INSTRUCTIONS FOR THE TASK — Using the records below, copy out exactly the line that contains "Annotate the cabinet door" and every line that follows it, up to and including the last, and no others.

** Begin EXCERPTED DATA **

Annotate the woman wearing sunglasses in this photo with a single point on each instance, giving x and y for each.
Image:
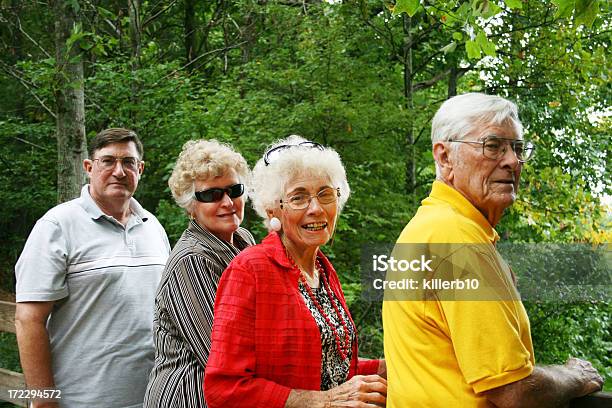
(283, 335)
(208, 181)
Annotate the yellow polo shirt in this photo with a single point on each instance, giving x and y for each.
(443, 353)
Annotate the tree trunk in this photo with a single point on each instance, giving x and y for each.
(409, 104)
(134, 14)
(17, 47)
(190, 38)
(70, 105)
(453, 76)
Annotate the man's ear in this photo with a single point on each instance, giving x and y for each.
(443, 156)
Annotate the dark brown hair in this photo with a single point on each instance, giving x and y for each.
(114, 135)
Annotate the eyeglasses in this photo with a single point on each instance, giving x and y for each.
(107, 163)
(213, 195)
(273, 153)
(301, 201)
(494, 147)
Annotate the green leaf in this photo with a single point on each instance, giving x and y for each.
(472, 49)
(565, 7)
(490, 9)
(485, 44)
(410, 7)
(74, 4)
(449, 48)
(586, 12)
(514, 4)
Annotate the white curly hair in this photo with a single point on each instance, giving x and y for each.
(270, 181)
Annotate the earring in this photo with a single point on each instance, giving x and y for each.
(275, 224)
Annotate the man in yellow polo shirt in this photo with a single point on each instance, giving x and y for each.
(443, 350)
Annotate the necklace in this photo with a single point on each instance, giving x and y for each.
(343, 345)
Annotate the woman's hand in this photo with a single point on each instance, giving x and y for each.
(382, 368)
(360, 391)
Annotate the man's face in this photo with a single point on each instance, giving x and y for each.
(490, 185)
(116, 184)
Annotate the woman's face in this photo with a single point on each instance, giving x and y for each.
(312, 226)
(222, 217)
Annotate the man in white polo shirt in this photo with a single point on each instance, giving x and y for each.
(86, 283)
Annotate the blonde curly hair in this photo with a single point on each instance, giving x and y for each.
(202, 160)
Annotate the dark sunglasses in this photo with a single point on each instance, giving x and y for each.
(213, 195)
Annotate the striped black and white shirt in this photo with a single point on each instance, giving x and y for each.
(184, 315)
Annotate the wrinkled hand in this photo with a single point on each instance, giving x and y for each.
(586, 375)
(361, 391)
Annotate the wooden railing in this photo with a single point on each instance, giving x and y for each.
(9, 380)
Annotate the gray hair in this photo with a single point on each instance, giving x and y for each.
(270, 181)
(203, 160)
(462, 114)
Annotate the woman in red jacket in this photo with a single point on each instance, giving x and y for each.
(282, 334)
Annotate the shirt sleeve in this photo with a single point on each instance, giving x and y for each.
(189, 298)
(231, 377)
(41, 269)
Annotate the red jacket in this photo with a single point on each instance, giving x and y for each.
(265, 341)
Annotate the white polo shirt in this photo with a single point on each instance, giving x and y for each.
(103, 277)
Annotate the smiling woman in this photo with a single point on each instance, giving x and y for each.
(208, 181)
(283, 335)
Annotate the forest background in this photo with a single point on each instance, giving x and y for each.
(362, 76)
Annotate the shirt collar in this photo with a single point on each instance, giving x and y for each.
(216, 243)
(446, 193)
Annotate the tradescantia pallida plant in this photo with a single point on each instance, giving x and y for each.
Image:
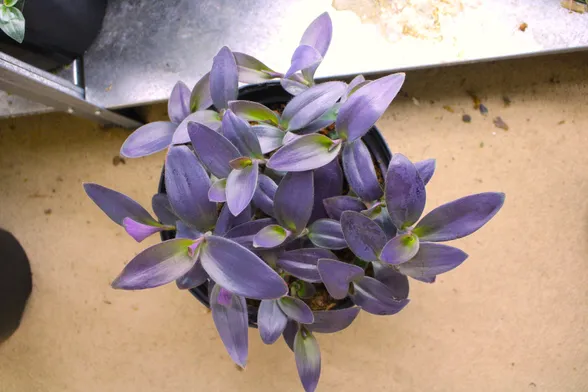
(281, 210)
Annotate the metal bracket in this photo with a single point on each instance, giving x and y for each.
(40, 86)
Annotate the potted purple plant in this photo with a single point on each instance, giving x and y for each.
(287, 212)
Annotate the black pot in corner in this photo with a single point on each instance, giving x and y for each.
(56, 31)
(270, 94)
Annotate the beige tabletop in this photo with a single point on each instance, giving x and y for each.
(514, 317)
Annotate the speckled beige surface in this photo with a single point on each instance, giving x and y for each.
(513, 318)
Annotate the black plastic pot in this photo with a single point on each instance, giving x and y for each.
(270, 94)
(15, 284)
(56, 31)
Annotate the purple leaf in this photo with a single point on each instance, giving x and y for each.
(271, 321)
(364, 107)
(293, 200)
(224, 78)
(218, 191)
(116, 205)
(296, 310)
(186, 184)
(213, 149)
(148, 139)
(251, 70)
(139, 231)
(254, 111)
(426, 169)
(431, 260)
(337, 204)
(364, 237)
(239, 270)
(270, 138)
(193, 278)
(305, 153)
(302, 263)
(400, 249)
(231, 321)
(308, 359)
(331, 321)
(328, 182)
(393, 279)
(293, 87)
(327, 233)
(156, 266)
(271, 236)
(178, 106)
(311, 104)
(208, 118)
(243, 234)
(240, 134)
(460, 217)
(405, 192)
(263, 198)
(241, 186)
(337, 276)
(200, 98)
(360, 171)
(162, 209)
(226, 220)
(304, 57)
(375, 297)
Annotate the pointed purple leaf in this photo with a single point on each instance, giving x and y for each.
(208, 118)
(263, 198)
(302, 263)
(178, 106)
(364, 237)
(305, 153)
(296, 310)
(200, 98)
(293, 200)
(311, 104)
(337, 275)
(157, 265)
(337, 204)
(331, 321)
(139, 231)
(213, 149)
(116, 205)
(148, 139)
(405, 192)
(226, 220)
(431, 260)
(327, 233)
(193, 278)
(400, 249)
(308, 359)
(162, 209)
(224, 78)
(459, 218)
(426, 169)
(241, 186)
(254, 111)
(239, 270)
(364, 107)
(231, 321)
(375, 297)
(328, 182)
(394, 280)
(271, 321)
(186, 184)
(360, 171)
(304, 57)
(239, 132)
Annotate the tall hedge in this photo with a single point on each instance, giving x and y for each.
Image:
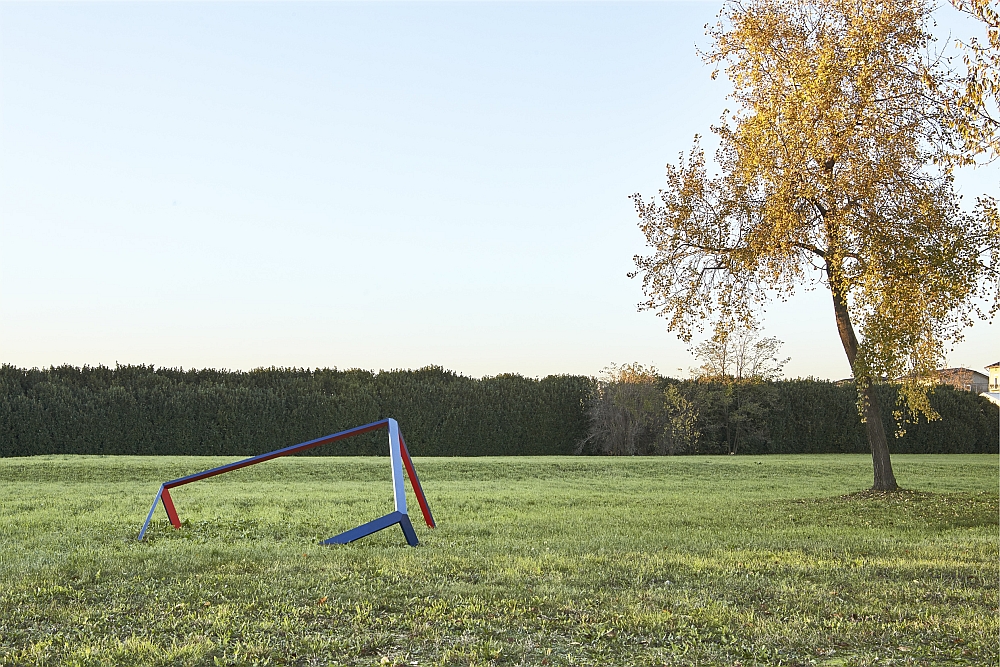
(816, 416)
(146, 410)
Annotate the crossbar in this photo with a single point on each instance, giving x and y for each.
(400, 459)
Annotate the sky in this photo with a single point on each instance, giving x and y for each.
(374, 185)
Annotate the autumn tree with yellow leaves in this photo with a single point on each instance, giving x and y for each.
(833, 171)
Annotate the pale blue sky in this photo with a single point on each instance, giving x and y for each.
(371, 185)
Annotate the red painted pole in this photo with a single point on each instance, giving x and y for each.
(415, 484)
(168, 504)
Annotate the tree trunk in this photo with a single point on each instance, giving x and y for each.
(884, 479)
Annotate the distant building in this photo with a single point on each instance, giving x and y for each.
(966, 379)
(994, 370)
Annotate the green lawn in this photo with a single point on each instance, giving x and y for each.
(536, 561)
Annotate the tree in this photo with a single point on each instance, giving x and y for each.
(630, 414)
(975, 97)
(734, 389)
(739, 354)
(832, 173)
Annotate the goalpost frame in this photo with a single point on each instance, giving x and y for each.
(398, 454)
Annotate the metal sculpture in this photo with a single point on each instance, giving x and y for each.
(398, 455)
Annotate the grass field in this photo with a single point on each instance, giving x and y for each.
(536, 561)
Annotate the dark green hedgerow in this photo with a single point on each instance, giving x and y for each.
(163, 411)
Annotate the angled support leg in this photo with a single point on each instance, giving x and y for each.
(149, 517)
(415, 484)
(168, 505)
(378, 524)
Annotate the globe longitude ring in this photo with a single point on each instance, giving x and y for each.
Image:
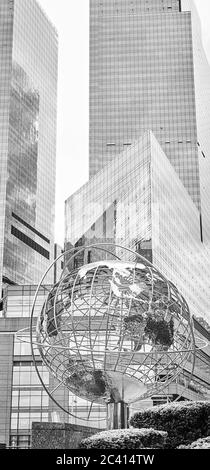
(112, 330)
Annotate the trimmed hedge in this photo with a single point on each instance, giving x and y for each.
(185, 422)
(199, 444)
(126, 439)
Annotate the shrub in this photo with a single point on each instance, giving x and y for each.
(199, 444)
(126, 439)
(184, 422)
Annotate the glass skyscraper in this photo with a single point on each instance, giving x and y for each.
(28, 100)
(149, 143)
(142, 77)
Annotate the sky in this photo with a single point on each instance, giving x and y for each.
(71, 18)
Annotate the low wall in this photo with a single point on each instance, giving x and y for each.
(59, 435)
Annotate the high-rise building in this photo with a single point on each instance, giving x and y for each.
(142, 77)
(149, 191)
(28, 101)
(148, 70)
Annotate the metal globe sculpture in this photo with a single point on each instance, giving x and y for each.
(114, 331)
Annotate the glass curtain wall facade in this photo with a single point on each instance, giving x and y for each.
(142, 77)
(138, 201)
(28, 58)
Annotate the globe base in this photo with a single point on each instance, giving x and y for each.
(117, 415)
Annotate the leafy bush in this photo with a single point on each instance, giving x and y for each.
(199, 444)
(126, 439)
(184, 422)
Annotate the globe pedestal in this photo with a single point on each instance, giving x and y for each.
(117, 415)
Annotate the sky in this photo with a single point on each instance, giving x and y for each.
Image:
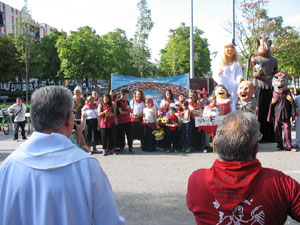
(211, 16)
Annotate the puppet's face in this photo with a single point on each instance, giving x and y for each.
(229, 51)
(280, 83)
(221, 93)
(264, 47)
(246, 90)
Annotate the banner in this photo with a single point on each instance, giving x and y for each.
(152, 87)
(204, 121)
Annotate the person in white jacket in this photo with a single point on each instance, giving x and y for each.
(229, 72)
(19, 110)
(47, 179)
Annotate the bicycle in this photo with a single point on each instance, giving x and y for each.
(5, 121)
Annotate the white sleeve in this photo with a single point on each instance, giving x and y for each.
(216, 69)
(239, 74)
(131, 104)
(104, 205)
(11, 109)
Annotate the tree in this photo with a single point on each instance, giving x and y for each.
(288, 54)
(81, 54)
(9, 64)
(254, 23)
(50, 62)
(26, 31)
(117, 57)
(175, 57)
(141, 53)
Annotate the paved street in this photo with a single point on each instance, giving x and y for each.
(150, 187)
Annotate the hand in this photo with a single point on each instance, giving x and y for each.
(85, 148)
(289, 98)
(256, 74)
(274, 100)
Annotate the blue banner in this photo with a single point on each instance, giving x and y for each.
(152, 87)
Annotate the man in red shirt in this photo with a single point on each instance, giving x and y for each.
(124, 121)
(237, 189)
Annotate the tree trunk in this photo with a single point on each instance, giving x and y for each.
(294, 83)
(26, 80)
(248, 66)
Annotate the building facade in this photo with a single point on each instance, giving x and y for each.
(10, 19)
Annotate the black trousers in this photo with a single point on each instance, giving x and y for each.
(173, 138)
(22, 125)
(107, 140)
(122, 130)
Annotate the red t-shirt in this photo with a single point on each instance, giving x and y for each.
(268, 196)
(122, 119)
(106, 121)
(172, 120)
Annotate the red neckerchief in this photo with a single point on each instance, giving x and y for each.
(138, 100)
(169, 101)
(88, 105)
(232, 182)
(172, 118)
(193, 104)
(106, 107)
(163, 111)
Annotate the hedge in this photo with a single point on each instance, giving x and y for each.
(6, 106)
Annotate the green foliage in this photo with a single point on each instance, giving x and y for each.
(9, 65)
(117, 57)
(254, 24)
(288, 52)
(140, 52)
(48, 57)
(175, 57)
(6, 106)
(80, 54)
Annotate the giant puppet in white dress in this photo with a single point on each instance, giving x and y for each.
(229, 73)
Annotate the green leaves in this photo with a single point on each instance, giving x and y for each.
(175, 57)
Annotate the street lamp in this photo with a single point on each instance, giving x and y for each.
(191, 44)
(233, 22)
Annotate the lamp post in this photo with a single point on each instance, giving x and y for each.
(233, 22)
(191, 44)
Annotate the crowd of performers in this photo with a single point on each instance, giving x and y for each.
(169, 125)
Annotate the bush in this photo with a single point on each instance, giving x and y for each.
(6, 106)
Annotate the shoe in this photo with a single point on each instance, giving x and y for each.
(105, 153)
(279, 147)
(112, 152)
(188, 150)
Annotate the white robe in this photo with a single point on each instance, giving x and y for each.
(297, 105)
(48, 180)
(230, 78)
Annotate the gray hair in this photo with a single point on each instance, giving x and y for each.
(237, 136)
(49, 107)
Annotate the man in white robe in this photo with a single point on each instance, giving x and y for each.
(48, 180)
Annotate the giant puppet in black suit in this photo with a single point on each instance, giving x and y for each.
(264, 67)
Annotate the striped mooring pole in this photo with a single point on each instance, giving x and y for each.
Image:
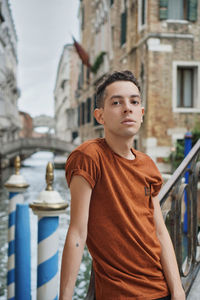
(16, 185)
(48, 206)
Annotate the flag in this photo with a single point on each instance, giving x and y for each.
(82, 53)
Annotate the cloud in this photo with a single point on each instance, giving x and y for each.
(43, 28)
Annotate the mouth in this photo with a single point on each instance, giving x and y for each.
(128, 121)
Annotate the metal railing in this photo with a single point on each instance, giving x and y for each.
(173, 196)
(172, 199)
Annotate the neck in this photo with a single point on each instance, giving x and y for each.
(122, 146)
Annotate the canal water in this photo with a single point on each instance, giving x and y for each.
(33, 170)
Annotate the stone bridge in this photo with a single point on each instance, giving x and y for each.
(44, 121)
(32, 145)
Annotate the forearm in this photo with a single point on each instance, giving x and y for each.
(71, 259)
(170, 267)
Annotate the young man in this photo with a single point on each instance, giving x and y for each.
(115, 208)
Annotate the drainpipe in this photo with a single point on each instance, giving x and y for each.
(48, 206)
(187, 148)
(16, 185)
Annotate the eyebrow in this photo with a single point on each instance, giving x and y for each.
(120, 96)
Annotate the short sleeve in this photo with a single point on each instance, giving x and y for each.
(79, 163)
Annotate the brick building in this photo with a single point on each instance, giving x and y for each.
(64, 95)
(159, 41)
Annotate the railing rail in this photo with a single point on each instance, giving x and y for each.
(177, 194)
(172, 198)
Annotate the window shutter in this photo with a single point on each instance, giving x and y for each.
(88, 110)
(123, 27)
(82, 113)
(163, 9)
(79, 115)
(192, 10)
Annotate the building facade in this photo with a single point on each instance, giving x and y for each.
(9, 92)
(66, 114)
(159, 42)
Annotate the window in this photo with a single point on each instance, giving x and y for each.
(142, 12)
(82, 113)
(82, 17)
(123, 23)
(178, 10)
(186, 86)
(79, 115)
(95, 106)
(88, 110)
(111, 2)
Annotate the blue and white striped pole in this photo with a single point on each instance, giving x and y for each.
(22, 253)
(47, 275)
(15, 185)
(48, 207)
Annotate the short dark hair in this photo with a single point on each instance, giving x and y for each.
(110, 78)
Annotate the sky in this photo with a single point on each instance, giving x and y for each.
(43, 27)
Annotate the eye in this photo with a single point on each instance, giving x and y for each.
(116, 102)
(135, 102)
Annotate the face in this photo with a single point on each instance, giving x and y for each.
(122, 112)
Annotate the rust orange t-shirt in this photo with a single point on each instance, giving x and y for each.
(121, 231)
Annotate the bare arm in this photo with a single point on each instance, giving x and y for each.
(168, 258)
(76, 236)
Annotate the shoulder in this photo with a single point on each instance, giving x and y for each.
(147, 162)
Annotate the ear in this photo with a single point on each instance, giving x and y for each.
(142, 114)
(98, 114)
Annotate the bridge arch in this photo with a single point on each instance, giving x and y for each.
(44, 121)
(46, 143)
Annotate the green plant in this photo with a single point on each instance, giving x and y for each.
(98, 61)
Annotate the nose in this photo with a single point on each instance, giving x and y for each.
(127, 107)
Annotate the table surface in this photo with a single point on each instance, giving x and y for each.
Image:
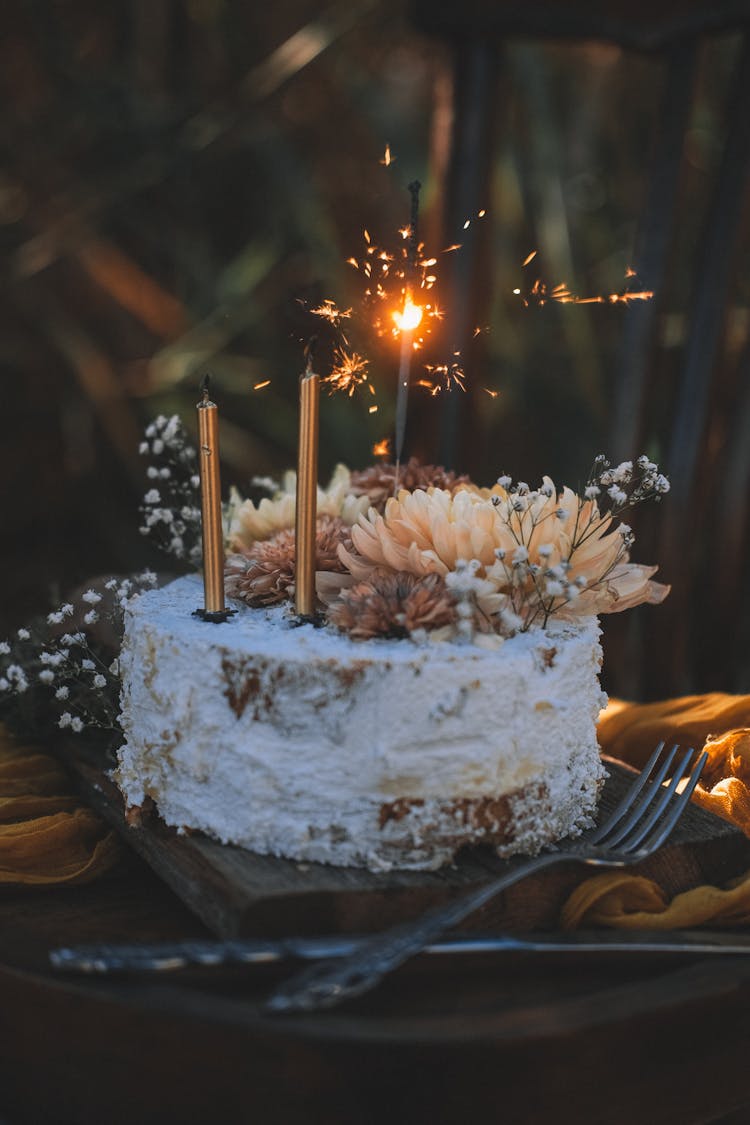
(570, 1037)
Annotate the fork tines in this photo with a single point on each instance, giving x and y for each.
(649, 811)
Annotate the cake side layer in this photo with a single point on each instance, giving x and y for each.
(301, 743)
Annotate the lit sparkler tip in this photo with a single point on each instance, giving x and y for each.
(409, 317)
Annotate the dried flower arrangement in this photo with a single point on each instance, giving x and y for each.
(449, 558)
(442, 559)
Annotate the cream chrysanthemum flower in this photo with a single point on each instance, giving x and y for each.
(427, 532)
(545, 551)
(250, 523)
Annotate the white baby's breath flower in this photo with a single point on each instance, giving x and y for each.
(623, 471)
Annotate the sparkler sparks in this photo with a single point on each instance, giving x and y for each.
(541, 293)
(327, 311)
(443, 377)
(350, 371)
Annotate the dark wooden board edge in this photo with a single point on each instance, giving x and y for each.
(240, 893)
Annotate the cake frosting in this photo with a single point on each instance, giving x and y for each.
(298, 741)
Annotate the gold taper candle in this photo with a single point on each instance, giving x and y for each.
(307, 491)
(210, 507)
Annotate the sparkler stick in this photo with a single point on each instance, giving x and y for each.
(409, 320)
(307, 486)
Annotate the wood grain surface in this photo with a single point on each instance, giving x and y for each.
(611, 1040)
(236, 892)
(449, 1041)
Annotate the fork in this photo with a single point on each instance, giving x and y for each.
(631, 834)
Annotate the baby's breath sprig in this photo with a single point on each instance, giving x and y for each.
(62, 673)
(170, 511)
(624, 485)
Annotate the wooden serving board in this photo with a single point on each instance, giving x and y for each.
(236, 892)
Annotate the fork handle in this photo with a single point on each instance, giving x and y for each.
(330, 982)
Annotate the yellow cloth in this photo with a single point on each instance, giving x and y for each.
(630, 731)
(46, 836)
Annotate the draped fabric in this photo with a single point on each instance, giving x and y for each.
(630, 731)
(47, 836)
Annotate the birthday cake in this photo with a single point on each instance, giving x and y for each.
(446, 695)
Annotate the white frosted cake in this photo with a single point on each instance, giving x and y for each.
(298, 741)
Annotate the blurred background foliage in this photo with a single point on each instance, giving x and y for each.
(180, 179)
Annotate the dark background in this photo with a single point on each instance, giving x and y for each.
(177, 176)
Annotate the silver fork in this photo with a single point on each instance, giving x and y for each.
(631, 834)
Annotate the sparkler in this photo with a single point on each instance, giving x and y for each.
(408, 320)
(307, 484)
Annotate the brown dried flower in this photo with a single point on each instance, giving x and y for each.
(394, 604)
(264, 574)
(377, 480)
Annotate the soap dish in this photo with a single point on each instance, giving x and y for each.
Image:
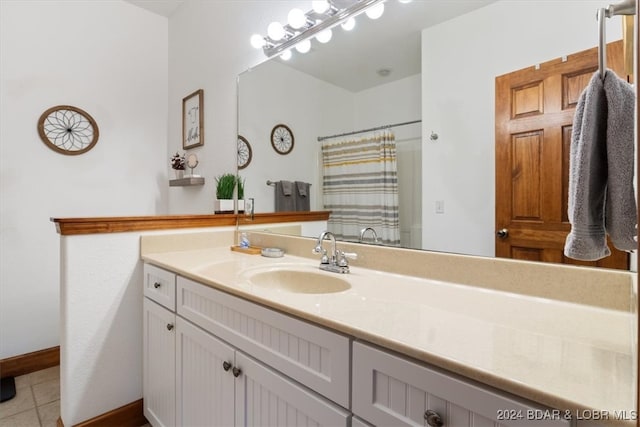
(272, 252)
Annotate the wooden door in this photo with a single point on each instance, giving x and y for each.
(534, 116)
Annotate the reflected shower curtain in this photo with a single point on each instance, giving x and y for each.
(360, 186)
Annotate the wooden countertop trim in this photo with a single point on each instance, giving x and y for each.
(100, 225)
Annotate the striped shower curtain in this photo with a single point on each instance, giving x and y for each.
(360, 186)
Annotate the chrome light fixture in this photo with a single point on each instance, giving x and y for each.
(318, 22)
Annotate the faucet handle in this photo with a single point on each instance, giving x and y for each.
(342, 259)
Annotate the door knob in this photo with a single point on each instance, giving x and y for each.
(433, 419)
(503, 233)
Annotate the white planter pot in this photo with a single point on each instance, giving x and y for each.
(228, 206)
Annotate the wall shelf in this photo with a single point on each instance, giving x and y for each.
(186, 182)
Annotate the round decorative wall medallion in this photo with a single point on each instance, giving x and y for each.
(244, 152)
(282, 139)
(68, 130)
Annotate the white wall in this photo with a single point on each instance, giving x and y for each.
(458, 75)
(110, 59)
(208, 48)
(274, 93)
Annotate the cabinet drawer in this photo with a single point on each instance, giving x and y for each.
(309, 354)
(390, 390)
(160, 286)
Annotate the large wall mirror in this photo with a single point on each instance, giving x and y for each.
(433, 62)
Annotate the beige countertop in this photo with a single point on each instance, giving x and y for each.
(565, 355)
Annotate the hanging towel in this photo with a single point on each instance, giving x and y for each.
(302, 196)
(601, 170)
(621, 213)
(285, 201)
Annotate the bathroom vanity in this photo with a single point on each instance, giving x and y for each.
(227, 344)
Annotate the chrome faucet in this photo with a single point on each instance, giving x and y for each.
(337, 261)
(373, 233)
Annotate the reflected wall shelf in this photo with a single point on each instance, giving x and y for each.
(187, 181)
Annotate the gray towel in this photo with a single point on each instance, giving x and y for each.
(621, 213)
(285, 201)
(599, 170)
(302, 196)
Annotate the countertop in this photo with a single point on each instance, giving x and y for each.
(564, 355)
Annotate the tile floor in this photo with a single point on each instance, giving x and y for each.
(37, 400)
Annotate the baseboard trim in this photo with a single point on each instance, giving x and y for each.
(130, 415)
(29, 362)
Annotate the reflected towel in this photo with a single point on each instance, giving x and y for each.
(287, 187)
(302, 188)
(601, 170)
(284, 200)
(303, 202)
(621, 212)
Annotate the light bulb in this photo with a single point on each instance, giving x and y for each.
(296, 18)
(257, 41)
(324, 36)
(320, 6)
(286, 55)
(376, 11)
(349, 24)
(275, 31)
(304, 46)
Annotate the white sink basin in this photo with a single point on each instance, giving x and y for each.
(298, 280)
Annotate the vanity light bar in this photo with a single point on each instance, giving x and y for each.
(327, 20)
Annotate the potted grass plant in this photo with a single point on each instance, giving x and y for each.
(225, 188)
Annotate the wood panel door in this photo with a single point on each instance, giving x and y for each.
(534, 116)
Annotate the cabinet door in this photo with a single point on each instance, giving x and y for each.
(205, 384)
(311, 355)
(390, 390)
(266, 398)
(159, 383)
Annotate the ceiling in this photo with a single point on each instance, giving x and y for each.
(161, 7)
(352, 60)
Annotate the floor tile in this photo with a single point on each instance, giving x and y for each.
(45, 375)
(49, 414)
(23, 381)
(46, 392)
(20, 403)
(23, 419)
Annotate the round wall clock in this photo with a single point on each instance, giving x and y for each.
(68, 130)
(244, 152)
(282, 139)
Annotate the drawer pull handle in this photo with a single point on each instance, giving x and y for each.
(433, 418)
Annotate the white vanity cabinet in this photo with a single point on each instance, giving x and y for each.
(391, 390)
(192, 376)
(159, 385)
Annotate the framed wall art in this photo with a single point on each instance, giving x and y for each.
(192, 120)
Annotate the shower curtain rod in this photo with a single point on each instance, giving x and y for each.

** End EXCERPTED DATA **

TASK OUTPUT —
Annotate the cabinet door in this photo with a single point on each instance, giving x and y for each.
(205, 384)
(311, 355)
(390, 390)
(266, 398)
(159, 383)
Annotate the ceiling in this photo with a single point on each instance, giving x and y for each.
(161, 7)
(352, 60)
Annotate the floor tile in this photo with a single point on each instance, giving x and y for each.
(45, 375)
(49, 414)
(23, 381)
(46, 392)
(20, 403)
(23, 419)
Annotate the round wall clock in this photo with a single point on each instance, giving x and y for each.
(68, 130)
(244, 152)
(282, 139)
Annotate the drawer pull handle in this photo with a single point on each instance, giving x and y for each.
(433, 418)
Annotate the white vanity cabinet in this photo with a single point on each instance, giving x and y for each.
(391, 390)
(192, 376)
(159, 385)
Annotate the framed wall art in this photo with a single point on each instance, giving x and y for each.
(192, 120)
Annotate the shower curtain rod in this photo with a single point on each instance, giving x and y for each.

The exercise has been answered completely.